SELECTED EXTRACT:
# XFR to PySpark Code Conversion Agent

This notebook implements an Azure AI Foundry code interpreter agent that converts Ab Initio XFR logic to PySpark code. The agent will:
1. Parse XFR artefacts and schemas
2. Generate PySpark transformation code
3. Validate the generated code using Pandas
4. Output a fully validated PySpark script

## 1. Setup Environment Variables

First, let's set up the required environment variables using values from our .env file.

## 1. Setup Environment Variables

Load the required environment variables from the `.env` file in the code folder. The following variables are required:
- PROJECT_ENDPOINT
- AZURE_AI_CONNECTION_STRING
- AZURE_AI_RESOURCE_GROUP
- AZURE_AI_SUBSCRIPTION_ID
- AZURE_AI_PROJECT
- AZURE_AI_ENDPOINT
- AZURE_AI_API_KEY
- AZURE_AI_DEPLOYMENT
- MODEL_DEPLOYMENT_NAME
- AZURE_AI_API_VERSION

In [None]:
# import os

# Example configuration - Replace with values from your .env file
# os.environ['PROJECT_ENDPOINT'] = 'your_project_endpoint'
# os.environ['AZURE_AI_CONNECTION_STRING'] = 'your_connection_string'
# os.environ['AZURE_AI_RESOURCE_GROUP'] = 'your_resource_group'
# os.environ['AZURE_AI_SUBSCRIPTION_ID'] = 'your_subscription_id'
# os.environ['AZURE_AI_PROJECT'] = 'your_project_name'
# os.environ['AZURE_AI_ENDPOINT'] = 'your_ai_endpoint'
# os.environ['AZURE_AI_API_KEY'] = 'your_api_key'
# os.environ['AZURE_AI_DEPLOYMENT'] = 'your_deployment_name'
# os.environ['MODEL_DEPLOYMENT_NAME'] = 'your_model_deployment'
# os.environ['AZURE_AI_API_VERSION'] = 'your_api_version'

In [None]:
import os
from pathlib import Path
from dotenv import load_dotenv

# Load environment variables from root directory .env file
env_path = Path(__file__).parent.parent / '.env'
load_dotenv(env_path)

print(f"Loading .env file from: {env_path}")

# Verify required environment variables are loaded
required_vars = [
    'PROJECT_ENDPOINT',
    'AZURE_AI_CONNECTION_STRING',
    'AZURE_AI_RESOURCE_GROUP',
    'AZURE_AI_SUBSCRIPTION_ID',
    'AZURE_AI_PROJECT',
    'AZURE_AI_ENDPOINT',
    'AZURE_AI_API_KEY',
    'AZURE_AI_DEPLOYMENT',
    'MODEL_DEPLOYMENT_NAME',
    'AZURE_AI_API_VERSION'
]

for var in required_vars:
    if not os.getenv(var):
        raise ValueError(f'Required environment variable {var} is not set in .env file')

STORED DATA:
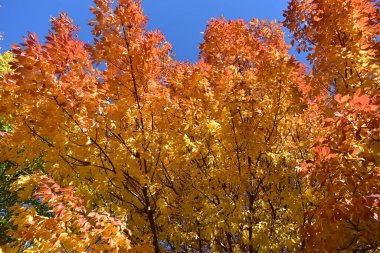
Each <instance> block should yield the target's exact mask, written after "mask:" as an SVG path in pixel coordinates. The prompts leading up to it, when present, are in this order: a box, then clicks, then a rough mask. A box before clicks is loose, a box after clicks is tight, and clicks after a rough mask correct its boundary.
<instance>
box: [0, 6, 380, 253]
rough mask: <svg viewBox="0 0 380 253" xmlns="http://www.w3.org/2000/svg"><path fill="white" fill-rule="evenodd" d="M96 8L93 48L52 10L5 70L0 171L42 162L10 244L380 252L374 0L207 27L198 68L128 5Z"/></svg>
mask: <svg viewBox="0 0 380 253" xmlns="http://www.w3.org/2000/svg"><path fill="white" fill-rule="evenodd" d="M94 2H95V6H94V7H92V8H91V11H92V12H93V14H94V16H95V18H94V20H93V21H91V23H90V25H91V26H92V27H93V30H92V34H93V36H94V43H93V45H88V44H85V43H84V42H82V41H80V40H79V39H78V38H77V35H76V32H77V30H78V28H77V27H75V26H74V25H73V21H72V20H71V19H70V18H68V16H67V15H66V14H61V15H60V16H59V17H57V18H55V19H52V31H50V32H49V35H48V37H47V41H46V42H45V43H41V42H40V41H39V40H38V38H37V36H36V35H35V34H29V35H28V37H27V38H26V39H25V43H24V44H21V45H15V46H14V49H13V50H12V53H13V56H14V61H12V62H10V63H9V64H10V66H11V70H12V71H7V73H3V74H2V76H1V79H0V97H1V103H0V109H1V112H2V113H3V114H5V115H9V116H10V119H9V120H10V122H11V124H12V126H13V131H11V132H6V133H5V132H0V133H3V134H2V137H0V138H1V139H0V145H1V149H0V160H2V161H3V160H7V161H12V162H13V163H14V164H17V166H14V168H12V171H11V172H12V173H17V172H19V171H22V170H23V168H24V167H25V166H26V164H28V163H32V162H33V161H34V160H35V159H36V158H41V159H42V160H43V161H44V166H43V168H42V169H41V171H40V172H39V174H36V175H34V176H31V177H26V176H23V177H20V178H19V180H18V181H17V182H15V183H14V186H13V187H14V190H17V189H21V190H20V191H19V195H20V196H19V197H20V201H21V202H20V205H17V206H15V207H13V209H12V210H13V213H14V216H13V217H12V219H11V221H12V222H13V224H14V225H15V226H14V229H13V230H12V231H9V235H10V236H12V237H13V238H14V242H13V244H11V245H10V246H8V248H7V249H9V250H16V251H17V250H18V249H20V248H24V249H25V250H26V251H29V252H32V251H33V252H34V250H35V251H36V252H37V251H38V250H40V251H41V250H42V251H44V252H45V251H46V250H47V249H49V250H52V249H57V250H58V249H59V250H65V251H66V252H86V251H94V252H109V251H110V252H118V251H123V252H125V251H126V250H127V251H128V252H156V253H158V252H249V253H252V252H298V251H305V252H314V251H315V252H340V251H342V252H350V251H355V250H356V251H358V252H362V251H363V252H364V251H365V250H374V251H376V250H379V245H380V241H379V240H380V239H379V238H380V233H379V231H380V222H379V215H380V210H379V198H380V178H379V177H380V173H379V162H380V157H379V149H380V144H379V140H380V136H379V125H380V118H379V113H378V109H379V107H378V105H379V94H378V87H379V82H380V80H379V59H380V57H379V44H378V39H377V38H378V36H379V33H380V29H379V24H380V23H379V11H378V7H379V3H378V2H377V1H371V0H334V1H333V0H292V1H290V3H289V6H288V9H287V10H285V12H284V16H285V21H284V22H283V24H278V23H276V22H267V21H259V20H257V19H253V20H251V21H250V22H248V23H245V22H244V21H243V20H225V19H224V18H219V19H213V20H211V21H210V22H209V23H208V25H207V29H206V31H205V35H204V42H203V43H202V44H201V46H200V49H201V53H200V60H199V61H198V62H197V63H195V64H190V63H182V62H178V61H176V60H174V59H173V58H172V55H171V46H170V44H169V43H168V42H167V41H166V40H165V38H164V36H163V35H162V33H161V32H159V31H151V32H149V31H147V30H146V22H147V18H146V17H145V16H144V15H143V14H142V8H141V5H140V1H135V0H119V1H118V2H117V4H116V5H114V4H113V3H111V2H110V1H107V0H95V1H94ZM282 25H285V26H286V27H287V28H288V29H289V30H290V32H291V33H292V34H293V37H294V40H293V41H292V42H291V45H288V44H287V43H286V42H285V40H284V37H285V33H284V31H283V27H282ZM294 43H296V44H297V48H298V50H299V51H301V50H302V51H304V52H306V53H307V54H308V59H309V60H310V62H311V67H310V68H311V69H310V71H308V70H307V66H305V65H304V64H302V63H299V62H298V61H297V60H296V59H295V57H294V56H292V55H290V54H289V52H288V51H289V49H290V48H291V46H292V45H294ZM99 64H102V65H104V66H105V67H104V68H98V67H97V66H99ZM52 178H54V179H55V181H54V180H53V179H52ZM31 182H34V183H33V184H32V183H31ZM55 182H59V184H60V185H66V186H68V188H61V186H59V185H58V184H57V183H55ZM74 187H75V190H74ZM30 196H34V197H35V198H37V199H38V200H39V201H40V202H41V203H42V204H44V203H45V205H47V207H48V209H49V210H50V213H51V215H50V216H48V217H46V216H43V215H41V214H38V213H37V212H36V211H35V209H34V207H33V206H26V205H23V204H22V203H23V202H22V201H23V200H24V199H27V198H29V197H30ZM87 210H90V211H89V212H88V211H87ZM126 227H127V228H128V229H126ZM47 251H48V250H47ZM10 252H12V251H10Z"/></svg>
==
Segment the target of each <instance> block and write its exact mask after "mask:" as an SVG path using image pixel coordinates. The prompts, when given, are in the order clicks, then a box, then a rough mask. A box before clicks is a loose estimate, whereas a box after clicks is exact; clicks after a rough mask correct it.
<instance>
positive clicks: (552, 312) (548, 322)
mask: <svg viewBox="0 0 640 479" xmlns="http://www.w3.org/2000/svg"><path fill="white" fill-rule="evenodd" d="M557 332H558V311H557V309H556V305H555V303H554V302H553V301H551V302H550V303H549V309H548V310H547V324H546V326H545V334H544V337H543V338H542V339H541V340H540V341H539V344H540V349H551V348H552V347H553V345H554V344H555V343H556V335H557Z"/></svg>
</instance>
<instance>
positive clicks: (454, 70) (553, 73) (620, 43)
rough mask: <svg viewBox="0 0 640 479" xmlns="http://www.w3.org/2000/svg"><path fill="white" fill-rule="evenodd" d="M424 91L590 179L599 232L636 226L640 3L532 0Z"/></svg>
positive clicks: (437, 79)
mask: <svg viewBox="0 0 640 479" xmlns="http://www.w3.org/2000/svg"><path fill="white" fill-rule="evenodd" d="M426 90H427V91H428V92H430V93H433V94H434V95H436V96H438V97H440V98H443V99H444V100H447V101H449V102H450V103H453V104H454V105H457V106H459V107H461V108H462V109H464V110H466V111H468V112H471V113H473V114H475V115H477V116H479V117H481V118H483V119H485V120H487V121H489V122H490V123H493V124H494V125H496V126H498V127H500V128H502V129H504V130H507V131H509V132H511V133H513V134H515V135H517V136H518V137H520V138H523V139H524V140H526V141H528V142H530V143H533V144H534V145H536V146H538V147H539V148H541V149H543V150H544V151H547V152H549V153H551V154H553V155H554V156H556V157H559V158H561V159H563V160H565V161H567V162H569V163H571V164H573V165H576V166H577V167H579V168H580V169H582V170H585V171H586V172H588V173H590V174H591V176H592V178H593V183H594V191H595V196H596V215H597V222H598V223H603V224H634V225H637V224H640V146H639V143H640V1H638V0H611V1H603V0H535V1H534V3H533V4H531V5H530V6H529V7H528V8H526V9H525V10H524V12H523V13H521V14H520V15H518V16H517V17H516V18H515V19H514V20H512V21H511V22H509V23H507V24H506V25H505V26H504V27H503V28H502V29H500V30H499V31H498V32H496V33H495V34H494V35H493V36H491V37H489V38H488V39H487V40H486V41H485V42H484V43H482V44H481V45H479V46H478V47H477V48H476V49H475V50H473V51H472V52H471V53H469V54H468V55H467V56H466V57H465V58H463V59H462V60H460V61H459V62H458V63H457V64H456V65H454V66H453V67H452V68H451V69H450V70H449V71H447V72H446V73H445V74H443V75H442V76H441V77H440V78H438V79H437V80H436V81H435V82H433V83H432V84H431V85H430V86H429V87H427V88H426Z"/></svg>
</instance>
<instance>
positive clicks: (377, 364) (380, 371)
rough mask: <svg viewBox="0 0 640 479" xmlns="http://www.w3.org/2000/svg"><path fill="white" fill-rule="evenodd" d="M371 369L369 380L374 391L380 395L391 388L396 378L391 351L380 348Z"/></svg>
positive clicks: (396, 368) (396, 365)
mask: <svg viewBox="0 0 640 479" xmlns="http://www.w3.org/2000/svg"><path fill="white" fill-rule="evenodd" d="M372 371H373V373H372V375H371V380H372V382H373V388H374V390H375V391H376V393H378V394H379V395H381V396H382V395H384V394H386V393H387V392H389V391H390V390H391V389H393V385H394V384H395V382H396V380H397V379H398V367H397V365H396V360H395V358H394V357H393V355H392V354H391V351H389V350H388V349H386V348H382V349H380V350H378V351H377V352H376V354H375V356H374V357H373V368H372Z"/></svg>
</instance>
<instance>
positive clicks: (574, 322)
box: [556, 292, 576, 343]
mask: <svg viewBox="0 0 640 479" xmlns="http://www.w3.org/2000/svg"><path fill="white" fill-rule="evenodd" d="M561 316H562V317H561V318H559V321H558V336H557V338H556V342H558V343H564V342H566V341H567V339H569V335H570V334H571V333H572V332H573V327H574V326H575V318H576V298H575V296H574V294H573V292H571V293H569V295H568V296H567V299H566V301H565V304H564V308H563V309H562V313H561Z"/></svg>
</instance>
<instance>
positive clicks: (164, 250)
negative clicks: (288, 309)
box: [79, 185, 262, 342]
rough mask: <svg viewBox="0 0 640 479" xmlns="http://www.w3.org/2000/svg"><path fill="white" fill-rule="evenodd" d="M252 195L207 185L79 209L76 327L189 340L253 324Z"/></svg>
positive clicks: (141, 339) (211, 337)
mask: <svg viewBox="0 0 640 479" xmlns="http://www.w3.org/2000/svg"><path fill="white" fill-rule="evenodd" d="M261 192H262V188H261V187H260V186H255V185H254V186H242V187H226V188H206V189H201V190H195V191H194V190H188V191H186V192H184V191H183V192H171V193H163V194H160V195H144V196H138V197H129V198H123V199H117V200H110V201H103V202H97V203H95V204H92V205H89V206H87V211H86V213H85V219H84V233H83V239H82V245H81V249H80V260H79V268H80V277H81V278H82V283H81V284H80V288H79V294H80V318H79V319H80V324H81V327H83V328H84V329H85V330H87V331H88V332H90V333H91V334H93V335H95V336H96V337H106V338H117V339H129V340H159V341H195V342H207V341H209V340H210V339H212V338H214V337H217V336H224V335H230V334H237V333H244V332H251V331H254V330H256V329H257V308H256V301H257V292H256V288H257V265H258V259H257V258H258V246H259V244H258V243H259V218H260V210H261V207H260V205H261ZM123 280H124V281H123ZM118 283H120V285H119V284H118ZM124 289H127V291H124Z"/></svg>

WHAT TO DO:
Continue the XFR-to-PySpark conversion notebook from the point where it stops.

ANSWER TO THIS EXERCISE:
print('Successfully loaded all required environment variables from .env file')

Successfully loaded all required environment variables from .env file


## 2. Import Required Libraries

Import the necessary Python libraries for working with Azure AI Foundry and file handling.

In [34]:
from azure.ai.projects import AIProjectClient
from azure.ai.agents.models import CodeInterpreterTool, AgentThreadCreationOptions, ThreadMessageOptions
from azure.ai.agents.models import FilePurpose, MessageRole, ListSortOrder
from azure.identity import DefaultAzureCredential
from pathlib import Path
import pandas as pd
import json
from azure.ai.agents import AgentsClient

## 3. Initialize AI Project Client

Create an instance of AIProjectClient using the configured endpoint and credentials.

In [None]:
endpoint = os.environ['PROJECT_ENDPOINT']

# Initialize credentials with specific tenant ID
credential = DefaultAzureCredential(
    exclude_interactive_browser_credential=False
)

agents_client = AgentsClient(
    endpoint=endpoint,
    credential=credential
)
print('Successfully initialized Agents Client')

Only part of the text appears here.